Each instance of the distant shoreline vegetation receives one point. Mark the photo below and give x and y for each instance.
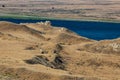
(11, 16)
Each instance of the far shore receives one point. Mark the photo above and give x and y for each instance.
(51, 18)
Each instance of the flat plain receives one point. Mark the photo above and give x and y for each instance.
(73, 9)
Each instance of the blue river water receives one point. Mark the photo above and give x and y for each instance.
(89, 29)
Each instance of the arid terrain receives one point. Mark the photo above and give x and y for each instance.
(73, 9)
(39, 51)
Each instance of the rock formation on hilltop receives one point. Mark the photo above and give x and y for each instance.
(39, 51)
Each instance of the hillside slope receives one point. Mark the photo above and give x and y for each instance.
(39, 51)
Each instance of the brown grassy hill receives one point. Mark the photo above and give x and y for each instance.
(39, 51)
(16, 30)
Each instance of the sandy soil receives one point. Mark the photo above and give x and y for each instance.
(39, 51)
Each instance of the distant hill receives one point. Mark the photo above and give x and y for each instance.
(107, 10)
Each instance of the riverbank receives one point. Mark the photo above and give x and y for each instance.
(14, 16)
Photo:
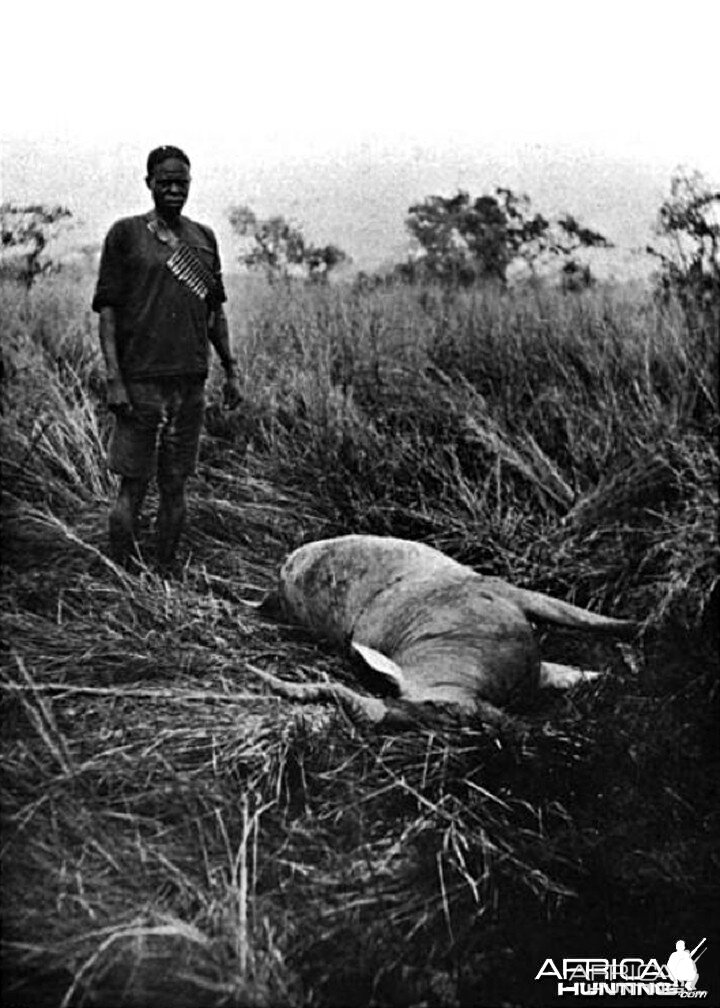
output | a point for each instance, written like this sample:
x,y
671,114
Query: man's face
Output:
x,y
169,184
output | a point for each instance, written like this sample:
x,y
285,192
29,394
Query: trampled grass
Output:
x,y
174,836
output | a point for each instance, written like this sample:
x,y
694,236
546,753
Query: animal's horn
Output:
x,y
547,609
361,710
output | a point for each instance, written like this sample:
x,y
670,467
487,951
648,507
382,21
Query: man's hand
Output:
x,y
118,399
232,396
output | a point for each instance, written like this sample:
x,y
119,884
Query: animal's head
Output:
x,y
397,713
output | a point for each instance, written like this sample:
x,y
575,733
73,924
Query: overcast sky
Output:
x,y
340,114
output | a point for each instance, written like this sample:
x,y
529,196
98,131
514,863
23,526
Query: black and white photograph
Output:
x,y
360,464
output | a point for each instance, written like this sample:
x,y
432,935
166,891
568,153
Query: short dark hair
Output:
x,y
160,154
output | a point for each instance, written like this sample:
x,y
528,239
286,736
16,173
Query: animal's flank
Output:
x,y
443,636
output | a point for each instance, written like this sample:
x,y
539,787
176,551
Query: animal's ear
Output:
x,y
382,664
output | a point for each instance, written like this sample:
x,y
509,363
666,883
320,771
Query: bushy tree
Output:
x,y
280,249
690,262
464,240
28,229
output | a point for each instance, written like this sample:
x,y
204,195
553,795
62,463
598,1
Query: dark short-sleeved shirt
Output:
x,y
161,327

● ● ● ● ●

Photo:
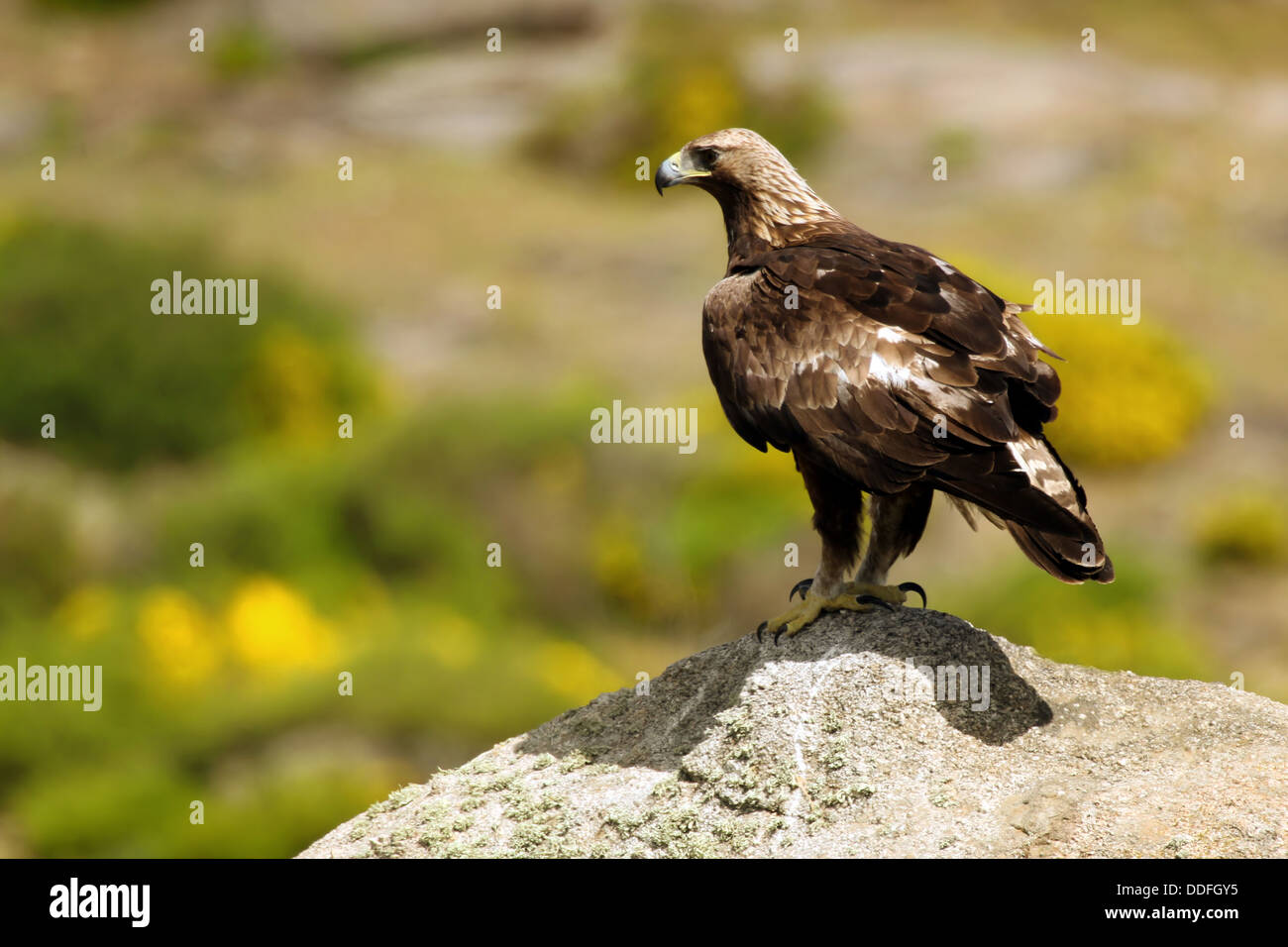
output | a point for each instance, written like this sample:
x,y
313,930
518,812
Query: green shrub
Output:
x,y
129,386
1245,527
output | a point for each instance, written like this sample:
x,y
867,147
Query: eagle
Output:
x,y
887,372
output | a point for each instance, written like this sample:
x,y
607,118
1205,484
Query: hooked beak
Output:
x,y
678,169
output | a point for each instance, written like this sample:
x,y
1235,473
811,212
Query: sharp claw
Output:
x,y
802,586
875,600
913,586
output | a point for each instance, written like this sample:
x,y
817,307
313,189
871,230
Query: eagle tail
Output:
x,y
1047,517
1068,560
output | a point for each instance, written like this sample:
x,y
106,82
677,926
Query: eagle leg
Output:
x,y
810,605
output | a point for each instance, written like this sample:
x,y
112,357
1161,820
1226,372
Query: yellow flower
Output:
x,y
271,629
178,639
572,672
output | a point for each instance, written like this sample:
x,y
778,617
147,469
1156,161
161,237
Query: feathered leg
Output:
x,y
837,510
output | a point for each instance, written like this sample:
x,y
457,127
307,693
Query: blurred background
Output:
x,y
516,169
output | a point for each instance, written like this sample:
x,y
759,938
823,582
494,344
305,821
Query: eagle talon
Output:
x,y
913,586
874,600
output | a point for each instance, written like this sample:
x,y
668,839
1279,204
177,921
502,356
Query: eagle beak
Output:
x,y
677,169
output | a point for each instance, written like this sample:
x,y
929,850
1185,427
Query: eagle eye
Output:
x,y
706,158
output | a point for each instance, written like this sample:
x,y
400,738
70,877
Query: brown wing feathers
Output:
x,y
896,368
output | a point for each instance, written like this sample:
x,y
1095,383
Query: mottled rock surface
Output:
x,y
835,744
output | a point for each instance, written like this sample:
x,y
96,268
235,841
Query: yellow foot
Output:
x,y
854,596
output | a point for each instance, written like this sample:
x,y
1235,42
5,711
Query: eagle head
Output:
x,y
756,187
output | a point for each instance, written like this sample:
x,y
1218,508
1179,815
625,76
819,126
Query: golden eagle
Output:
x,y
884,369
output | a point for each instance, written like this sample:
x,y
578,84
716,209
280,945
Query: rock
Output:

● ● ● ● ●

Count the lines of the data above that contain the word "head", and give only that number.

Correct answer: 2